• [Job]:
Return each line of the entries below that contains the string "rough", matching case exactly.

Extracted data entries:
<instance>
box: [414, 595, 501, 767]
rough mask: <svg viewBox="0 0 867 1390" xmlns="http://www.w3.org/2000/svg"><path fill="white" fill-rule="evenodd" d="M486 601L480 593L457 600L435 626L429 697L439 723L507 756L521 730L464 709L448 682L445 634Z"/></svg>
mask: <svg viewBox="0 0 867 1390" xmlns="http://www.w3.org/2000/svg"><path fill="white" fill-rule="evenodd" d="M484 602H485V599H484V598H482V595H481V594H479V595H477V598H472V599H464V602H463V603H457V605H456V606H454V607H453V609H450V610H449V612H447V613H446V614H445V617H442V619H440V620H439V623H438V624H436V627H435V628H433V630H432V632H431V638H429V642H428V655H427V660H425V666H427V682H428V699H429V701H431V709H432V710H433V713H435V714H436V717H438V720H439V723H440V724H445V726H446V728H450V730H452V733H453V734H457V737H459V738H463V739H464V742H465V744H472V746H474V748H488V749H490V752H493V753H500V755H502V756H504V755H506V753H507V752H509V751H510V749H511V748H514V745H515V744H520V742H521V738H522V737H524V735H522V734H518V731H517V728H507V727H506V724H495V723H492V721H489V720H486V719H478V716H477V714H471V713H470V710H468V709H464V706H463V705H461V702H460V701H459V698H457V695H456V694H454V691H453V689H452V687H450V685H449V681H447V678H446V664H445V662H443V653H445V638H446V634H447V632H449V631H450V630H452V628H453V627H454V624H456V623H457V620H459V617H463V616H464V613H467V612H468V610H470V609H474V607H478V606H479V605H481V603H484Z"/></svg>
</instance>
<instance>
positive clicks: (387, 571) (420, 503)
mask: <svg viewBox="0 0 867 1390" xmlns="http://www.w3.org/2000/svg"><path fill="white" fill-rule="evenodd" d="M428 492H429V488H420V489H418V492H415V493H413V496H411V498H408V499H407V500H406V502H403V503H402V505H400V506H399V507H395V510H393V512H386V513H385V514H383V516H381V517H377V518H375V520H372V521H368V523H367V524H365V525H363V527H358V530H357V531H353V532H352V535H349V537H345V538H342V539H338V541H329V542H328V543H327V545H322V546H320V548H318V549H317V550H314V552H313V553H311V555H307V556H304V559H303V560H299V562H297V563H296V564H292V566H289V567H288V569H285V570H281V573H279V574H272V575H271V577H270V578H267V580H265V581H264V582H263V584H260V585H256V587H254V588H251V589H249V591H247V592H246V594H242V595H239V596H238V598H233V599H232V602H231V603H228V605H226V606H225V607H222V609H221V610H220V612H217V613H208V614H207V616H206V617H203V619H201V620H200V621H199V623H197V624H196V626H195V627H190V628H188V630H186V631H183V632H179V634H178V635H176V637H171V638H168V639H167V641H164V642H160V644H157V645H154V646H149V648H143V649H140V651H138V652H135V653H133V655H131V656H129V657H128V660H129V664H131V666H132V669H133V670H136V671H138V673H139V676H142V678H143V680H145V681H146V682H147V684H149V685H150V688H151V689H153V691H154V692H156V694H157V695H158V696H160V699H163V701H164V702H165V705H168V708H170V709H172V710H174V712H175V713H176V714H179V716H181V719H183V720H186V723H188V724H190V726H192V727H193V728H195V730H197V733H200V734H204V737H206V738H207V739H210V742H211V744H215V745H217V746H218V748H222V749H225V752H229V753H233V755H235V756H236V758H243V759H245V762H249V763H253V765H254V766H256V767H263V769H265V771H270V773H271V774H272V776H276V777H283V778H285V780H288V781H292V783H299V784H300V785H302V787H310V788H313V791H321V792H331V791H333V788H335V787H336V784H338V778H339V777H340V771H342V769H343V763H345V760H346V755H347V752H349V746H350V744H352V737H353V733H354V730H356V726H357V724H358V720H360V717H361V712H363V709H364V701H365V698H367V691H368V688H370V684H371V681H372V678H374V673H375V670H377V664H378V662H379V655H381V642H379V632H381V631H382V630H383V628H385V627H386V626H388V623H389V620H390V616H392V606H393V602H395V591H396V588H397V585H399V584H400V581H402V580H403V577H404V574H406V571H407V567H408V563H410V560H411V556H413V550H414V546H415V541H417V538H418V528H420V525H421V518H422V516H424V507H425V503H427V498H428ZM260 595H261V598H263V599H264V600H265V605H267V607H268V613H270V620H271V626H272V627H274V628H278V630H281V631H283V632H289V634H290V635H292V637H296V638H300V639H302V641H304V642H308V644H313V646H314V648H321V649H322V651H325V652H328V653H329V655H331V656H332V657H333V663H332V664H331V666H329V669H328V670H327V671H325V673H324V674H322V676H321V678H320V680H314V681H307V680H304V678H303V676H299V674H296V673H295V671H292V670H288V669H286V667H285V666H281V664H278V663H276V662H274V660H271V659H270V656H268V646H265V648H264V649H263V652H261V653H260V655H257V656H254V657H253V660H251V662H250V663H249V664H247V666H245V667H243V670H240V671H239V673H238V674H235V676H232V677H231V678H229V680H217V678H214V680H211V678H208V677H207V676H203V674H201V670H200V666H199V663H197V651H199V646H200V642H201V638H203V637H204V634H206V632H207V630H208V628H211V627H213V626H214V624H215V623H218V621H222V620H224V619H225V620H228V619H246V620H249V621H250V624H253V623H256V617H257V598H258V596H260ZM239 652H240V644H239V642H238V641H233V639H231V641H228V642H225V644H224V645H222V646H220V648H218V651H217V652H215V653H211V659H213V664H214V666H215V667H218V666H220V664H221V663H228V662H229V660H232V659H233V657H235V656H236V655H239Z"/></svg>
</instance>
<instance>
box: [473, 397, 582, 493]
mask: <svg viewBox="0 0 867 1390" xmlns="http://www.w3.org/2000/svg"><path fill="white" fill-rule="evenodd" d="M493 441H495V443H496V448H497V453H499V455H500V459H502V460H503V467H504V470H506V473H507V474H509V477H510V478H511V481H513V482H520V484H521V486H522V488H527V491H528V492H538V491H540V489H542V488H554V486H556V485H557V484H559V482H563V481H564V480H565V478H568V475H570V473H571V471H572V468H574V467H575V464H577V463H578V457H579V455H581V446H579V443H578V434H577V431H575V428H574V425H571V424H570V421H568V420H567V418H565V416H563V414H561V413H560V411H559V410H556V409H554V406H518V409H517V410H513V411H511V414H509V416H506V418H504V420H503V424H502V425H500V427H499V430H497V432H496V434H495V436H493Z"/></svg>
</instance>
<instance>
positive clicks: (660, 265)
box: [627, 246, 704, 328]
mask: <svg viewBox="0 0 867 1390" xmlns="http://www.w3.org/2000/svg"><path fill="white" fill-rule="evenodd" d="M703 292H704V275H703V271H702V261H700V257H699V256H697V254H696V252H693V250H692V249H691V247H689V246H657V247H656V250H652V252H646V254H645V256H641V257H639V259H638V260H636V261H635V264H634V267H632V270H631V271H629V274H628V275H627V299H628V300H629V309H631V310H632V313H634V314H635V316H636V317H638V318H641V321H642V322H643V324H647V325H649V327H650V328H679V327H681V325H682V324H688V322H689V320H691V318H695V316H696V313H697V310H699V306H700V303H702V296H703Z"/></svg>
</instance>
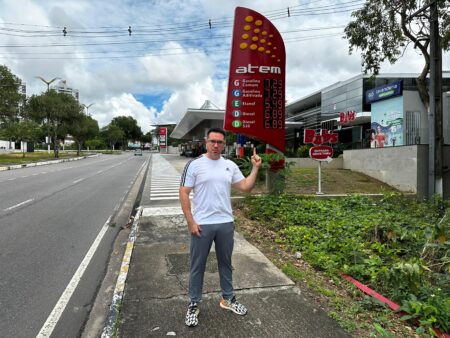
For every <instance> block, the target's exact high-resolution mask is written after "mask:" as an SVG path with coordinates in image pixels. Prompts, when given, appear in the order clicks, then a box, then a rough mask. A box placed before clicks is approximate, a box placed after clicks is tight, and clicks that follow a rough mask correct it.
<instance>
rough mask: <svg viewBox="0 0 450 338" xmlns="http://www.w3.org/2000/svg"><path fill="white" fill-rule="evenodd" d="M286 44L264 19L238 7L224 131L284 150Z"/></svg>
mask: <svg viewBox="0 0 450 338" xmlns="http://www.w3.org/2000/svg"><path fill="white" fill-rule="evenodd" d="M285 73H286V52H285V48H284V42H283V39H282V38H281V35H280V33H279V32H278V30H277V29H276V28H275V26H274V25H273V24H272V23H271V22H270V21H269V20H268V19H267V18H265V17H264V16H263V15H261V14H259V13H258V12H255V11H253V10H251V9H248V8H243V7H236V11H235V16H234V28H233V42H232V46H231V59H230V76H229V81H228V92H227V106H226V111H225V120H224V129H225V130H229V131H232V132H235V133H238V134H242V135H245V136H249V137H254V138H256V139H259V140H261V141H262V142H265V143H267V144H269V145H271V146H273V147H275V148H277V149H278V150H280V151H284V147H285Z"/></svg>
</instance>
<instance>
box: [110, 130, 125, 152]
mask: <svg viewBox="0 0 450 338" xmlns="http://www.w3.org/2000/svg"><path fill="white" fill-rule="evenodd" d="M106 138H107V140H108V144H109V146H110V147H111V149H112V150H115V149H114V146H115V144H116V143H117V142H119V141H120V140H123V139H124V138H125V133H124V132H123V131H122V129H120V128H119V127H118V126H116V125H114V124H109V125H108V127H107V128H106Z"/></svg>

• [Finished exercise]:
rough mask: <svg viewBox="0 0 867 1390" xmlns="http://www.w3.org/2000/svg"><path fill="white" fill-rule="evenodd" d="M486 601L480 593L457 600L435 626L429 697L439 723L507 756L521 730L464 709L448 682L445 634Z"/></svg>
For every <instance> block, the target's exact high-resolution mask is written after "mask:" as an SVG path with coordinates in image pixels. Prompts, when given, appear in the order clicks, then a box, then a rough mask. A box placed before clicks is approximate, a box placed after clicks is tight, and clicks that follow a rough mask correct it.
rough mask: <svg viewBox="0 0 450 338" xmlns="http://www.w3.org/2000/svg"><path fill="white" fill-rule="evenodd" d="M286 44L264 19L238 7L224 131L284 150Z"/></svg>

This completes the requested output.